* Instrucciones de la tarea: Cita textualmente el fragmento del texto sobre la deconstrucción que va desde "Más aún: en" hasta "una identidad sintética.", ambos incluidos.

Para situar bien el problema, sería conveniente tratar aunque sea con brevedad a otro de los filósofos que también son englobados bajo el rótulo de postmodernos y que, sin embargo, es el inspirador de un método de análisis valioso en sí mismo y que tiene un nombre propio: deconstrucción. Jacques Derrida plantea en términos muy claros la tarea de la filosofía en tiempos en que el ideal de representación de la modernidad va a la deriva. Si, para Hegel, el asunto del pensar es el pensamiento en tanto que concepto absoluto, de lo que se trataría ahora es de pensar, en términos provisionales, la diferencia en tanto que diferencia. Deconstruir el discurso absoluto de Hegel, que es tanto como decir el discurso mismo de la modernidad.

Más aún: en el movimiento de deconstrucción del discurso de la modernidad, es el lenguaje como tal lo que aparece como inverosímil. Vuelto constantemente sobre sí mismo, el lenguaje pretende apropiarse de todos los significados posibles para crear la ilusión de sentido. Pero los significados se derraman, se mezclan y se pierden en un proceso infinito, aparecen en todas partes y se evaporan prácticamente a la vez. Este proceso, conocido como diseminación, pretende afirmar todo lo que el discurso racional de la modernidad niega: nada representa ya a nada, nada puede ser asimilado a nada. El verdadero pensamiento está en los márgenes, entre las palabras, de modo que ninguna diferencia puede ser resuelta y superada en una identidad sintética.

Tras Derrida, no sólo el discurso filosófico se pone en cuestión, sino la posibilidad misma de una ontología, que queda reducida a una semiótica y a una pragmática. Ya no podemos suponer elementos de la realidad diferenciados, que nuestro lenguaje se apropia simbólicamente. Todo lo que hay son trazas, tejidos, remisiones más o menos signicativas.

El proceso de deconstrucción al que somete Derrida los lenguajes de la filosofía en Occidente va parejo al ataque postmoderno a la noción de verdad. Todo lo que viene siendo representado en nuestras tradiciones intelectuales como conocimiento, razón u objetividad son simples efectos de una forma particular de articulación simbólica, la victoria de un modo particular de ver el mundo. Éste se presenta entonces como más allá de la mera interpretación, como la verdad misma. Dinamitar esta presunción y reivindicar verdades heterogéneas y, porqué no, contradictorias entre sí, ha sido, ya lo hemos visto, una de las tareas más urgentes que se han dado a sí mismos los pensadores de la postmodernidad.

Entradas de datos almacenadas:
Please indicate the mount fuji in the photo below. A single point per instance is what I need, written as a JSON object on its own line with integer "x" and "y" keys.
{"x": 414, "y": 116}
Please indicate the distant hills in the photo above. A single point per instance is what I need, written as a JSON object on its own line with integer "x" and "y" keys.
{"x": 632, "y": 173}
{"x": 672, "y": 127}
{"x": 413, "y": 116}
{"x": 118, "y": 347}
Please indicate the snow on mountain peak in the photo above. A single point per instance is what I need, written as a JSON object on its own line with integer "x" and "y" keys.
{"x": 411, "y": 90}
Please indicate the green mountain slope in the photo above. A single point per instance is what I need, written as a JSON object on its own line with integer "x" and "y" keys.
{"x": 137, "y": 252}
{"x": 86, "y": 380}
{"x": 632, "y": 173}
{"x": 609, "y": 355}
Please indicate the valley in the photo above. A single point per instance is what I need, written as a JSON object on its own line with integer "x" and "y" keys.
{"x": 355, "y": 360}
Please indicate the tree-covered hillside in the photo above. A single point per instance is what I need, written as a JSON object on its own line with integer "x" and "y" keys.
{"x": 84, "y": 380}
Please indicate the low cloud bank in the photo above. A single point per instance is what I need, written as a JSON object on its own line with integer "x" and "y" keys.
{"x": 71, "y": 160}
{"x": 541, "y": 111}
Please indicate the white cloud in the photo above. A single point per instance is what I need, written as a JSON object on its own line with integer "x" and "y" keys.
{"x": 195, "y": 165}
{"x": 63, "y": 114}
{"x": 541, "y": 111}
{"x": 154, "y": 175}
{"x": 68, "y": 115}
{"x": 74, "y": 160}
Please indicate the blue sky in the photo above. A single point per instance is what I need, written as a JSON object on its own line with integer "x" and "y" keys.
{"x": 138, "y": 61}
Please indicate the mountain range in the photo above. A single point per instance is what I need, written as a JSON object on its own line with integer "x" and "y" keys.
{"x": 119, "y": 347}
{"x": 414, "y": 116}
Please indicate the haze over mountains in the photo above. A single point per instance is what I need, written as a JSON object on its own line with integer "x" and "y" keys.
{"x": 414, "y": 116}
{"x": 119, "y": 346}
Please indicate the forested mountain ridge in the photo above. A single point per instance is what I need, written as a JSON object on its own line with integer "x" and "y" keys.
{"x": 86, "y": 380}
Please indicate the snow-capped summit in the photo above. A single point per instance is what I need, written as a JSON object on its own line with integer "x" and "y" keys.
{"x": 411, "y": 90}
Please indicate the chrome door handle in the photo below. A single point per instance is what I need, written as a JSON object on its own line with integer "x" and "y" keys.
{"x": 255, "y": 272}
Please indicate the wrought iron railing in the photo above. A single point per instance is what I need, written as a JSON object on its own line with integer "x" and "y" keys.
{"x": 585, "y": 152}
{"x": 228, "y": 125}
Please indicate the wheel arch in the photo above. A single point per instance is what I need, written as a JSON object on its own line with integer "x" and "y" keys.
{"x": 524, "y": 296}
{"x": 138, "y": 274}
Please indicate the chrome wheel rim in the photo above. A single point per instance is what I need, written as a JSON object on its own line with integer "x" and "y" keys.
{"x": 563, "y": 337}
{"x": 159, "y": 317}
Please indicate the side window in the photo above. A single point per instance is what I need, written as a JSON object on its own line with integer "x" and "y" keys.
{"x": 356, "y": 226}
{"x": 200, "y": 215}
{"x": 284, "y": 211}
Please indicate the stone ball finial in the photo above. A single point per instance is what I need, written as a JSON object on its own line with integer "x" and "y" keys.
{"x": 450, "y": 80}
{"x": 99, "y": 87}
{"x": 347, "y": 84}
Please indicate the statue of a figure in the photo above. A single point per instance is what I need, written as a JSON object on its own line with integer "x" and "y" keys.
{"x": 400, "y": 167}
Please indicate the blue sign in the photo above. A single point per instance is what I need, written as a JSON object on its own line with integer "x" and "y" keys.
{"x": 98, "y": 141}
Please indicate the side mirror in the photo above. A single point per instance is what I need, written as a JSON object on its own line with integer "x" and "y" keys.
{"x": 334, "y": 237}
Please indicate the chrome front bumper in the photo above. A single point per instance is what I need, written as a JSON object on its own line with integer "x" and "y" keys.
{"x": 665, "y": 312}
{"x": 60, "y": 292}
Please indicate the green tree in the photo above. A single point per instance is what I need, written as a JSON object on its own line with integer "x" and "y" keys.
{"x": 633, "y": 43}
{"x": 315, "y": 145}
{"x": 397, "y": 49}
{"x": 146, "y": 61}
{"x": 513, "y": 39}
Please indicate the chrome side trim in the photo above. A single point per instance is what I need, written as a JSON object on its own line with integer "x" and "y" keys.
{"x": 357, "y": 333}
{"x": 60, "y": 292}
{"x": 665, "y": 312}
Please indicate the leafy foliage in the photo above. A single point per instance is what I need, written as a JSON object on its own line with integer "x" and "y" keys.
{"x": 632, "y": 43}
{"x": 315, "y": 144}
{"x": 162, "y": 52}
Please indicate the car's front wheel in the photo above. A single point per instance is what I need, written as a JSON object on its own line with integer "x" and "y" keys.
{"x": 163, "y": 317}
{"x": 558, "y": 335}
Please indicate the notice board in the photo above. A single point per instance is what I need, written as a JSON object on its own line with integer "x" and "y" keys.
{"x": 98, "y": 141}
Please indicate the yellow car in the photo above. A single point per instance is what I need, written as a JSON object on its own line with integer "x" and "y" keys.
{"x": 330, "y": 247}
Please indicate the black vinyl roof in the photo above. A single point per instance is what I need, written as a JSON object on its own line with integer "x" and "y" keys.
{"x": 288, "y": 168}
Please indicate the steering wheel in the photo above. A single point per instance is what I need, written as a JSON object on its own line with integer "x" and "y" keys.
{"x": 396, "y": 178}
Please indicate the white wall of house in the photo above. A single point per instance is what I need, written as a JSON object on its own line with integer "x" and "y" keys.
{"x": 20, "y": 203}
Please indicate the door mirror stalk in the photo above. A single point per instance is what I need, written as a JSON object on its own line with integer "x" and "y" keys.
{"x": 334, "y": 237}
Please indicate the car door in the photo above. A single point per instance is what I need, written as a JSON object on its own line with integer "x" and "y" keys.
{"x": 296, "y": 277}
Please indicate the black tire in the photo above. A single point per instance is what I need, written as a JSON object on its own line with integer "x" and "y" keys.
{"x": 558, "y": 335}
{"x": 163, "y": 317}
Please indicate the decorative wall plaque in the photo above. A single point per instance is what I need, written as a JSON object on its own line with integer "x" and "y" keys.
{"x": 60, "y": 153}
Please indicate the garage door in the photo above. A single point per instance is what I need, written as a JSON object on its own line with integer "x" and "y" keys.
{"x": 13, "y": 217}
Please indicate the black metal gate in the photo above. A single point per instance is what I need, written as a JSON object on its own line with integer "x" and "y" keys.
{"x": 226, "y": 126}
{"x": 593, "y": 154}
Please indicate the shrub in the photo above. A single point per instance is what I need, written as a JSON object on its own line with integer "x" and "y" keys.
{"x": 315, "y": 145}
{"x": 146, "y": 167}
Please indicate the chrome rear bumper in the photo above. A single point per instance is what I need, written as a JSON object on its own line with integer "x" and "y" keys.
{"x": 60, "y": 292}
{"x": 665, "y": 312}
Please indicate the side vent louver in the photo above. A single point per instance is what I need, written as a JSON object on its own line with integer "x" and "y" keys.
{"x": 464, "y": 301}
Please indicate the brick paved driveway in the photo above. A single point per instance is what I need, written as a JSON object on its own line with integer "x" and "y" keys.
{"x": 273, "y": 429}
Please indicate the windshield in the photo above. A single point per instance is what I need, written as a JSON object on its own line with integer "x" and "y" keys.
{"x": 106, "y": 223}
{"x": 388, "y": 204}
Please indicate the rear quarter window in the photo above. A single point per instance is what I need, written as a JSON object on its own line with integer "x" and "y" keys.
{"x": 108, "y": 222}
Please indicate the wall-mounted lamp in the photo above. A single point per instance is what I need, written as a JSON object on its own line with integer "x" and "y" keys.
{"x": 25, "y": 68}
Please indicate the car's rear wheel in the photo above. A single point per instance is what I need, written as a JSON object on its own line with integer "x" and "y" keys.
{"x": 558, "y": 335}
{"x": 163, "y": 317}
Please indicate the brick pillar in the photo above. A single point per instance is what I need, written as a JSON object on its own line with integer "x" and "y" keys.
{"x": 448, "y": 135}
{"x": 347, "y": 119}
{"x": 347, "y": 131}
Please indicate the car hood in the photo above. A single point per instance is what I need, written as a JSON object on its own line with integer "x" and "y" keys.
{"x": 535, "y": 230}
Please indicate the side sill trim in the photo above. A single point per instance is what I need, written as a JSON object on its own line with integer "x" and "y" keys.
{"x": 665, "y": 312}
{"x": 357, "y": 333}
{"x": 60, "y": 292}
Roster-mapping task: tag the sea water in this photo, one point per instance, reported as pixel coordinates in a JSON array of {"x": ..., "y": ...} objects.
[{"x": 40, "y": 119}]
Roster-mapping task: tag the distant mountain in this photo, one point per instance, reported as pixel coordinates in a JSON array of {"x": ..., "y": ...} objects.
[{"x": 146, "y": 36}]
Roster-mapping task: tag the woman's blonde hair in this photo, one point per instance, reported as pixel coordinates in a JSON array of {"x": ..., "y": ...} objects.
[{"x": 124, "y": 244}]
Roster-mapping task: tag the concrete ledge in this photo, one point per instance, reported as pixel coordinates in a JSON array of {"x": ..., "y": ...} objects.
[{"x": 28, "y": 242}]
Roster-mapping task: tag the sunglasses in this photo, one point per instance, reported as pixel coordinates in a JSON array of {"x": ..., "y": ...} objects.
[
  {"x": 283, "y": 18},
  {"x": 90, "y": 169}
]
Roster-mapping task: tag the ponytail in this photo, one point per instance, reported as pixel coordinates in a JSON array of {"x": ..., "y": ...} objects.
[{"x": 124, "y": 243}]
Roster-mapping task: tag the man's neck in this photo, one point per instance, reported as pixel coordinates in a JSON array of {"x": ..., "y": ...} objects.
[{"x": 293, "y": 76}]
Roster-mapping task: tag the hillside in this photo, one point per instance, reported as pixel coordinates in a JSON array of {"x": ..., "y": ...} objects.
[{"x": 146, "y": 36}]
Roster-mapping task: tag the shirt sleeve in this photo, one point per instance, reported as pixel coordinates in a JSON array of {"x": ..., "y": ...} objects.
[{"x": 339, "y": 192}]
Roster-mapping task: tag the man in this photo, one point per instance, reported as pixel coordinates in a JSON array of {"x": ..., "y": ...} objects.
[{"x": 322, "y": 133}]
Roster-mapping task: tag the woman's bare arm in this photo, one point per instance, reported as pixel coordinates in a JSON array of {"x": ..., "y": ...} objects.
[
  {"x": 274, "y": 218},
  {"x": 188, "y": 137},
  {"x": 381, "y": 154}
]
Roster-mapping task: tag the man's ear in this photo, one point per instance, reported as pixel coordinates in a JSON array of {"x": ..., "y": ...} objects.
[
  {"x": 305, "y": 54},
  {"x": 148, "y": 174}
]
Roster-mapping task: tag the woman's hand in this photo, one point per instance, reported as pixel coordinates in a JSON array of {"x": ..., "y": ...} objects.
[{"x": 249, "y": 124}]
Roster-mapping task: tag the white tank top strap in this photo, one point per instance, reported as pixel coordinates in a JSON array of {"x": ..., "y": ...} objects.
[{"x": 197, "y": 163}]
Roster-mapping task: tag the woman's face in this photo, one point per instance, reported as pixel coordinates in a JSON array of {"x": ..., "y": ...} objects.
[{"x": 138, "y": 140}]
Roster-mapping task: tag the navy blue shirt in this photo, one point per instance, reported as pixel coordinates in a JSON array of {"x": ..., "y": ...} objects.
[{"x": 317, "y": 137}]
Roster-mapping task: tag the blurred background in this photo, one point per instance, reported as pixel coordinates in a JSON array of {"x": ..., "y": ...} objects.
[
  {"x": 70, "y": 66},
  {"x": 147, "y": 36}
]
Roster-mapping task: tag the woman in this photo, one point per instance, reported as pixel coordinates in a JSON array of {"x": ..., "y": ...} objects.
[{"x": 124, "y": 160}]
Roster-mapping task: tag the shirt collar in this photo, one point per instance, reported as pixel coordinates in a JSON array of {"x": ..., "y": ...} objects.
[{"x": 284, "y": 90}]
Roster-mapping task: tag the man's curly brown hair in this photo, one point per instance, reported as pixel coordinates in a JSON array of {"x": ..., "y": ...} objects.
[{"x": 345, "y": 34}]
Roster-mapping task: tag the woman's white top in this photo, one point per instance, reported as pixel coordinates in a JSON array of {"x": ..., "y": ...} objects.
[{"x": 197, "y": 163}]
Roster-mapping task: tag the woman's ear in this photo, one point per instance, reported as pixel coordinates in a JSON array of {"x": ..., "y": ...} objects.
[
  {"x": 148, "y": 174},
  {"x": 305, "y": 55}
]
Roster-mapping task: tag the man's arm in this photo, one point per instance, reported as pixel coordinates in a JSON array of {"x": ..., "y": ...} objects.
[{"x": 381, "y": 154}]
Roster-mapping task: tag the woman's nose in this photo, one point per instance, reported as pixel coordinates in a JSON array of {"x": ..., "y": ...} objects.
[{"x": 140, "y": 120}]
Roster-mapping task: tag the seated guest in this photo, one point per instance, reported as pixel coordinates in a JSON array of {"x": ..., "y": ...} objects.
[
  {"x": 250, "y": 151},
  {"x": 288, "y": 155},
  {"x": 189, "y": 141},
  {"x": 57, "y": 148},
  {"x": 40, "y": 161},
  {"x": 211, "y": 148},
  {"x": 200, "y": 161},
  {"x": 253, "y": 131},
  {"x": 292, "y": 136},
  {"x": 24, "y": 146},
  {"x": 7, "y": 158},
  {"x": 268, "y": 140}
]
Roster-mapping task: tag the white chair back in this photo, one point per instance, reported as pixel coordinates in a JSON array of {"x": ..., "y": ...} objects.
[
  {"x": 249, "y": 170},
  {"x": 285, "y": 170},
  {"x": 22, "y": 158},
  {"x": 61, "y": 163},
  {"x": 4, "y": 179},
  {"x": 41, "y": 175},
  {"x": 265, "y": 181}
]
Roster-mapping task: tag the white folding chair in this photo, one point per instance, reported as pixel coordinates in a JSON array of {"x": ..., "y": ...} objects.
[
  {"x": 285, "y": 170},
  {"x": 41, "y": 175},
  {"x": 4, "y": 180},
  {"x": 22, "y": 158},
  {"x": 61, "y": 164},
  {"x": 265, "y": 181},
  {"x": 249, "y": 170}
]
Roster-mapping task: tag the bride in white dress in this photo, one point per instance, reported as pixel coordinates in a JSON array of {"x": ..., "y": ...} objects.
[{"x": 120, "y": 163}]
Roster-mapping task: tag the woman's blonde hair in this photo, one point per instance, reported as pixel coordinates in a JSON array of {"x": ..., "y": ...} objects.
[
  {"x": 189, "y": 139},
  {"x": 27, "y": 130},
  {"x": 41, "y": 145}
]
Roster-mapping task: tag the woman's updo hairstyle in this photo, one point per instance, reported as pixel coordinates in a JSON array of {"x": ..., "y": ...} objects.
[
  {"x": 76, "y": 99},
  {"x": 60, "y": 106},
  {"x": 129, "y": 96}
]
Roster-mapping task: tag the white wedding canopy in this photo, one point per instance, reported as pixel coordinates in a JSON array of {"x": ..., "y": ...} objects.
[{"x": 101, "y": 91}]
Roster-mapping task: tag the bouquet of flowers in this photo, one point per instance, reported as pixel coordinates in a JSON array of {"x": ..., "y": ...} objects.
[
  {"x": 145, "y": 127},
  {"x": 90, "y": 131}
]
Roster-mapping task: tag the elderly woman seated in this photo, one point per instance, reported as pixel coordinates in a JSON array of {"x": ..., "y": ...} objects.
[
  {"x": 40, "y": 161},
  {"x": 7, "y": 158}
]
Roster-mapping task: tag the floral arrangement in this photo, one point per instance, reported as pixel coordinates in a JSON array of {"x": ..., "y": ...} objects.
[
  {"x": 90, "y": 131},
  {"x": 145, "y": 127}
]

* Solución del ejercicio:
Más aún: en el movimiento de deconstrucción del discurso de la modernidad, es el lenguaje como tal lo que aparece como inverosímil. Vuelto constantemente sobre sí mismo, el lenguaje pretende apropiarse de todos los significados posibles para crear la ilusión de sentido. Pero los significados se derraman, se mezclan y se pierden en un proceso infinito, aparecen en todas partes y se evaporan prácticamente a la vez. Este proceso, conocido como diseminación, pretende afirmar todo lo que el discurso racional de la modernidad niega: nada representa ya a nada, nada puede ser asimilado a nada. El verdadero pensamiento está en los márgenes, entre las palabras, de modo que ninguna diferencia puede ser resuelta y superada en una identidad sintética.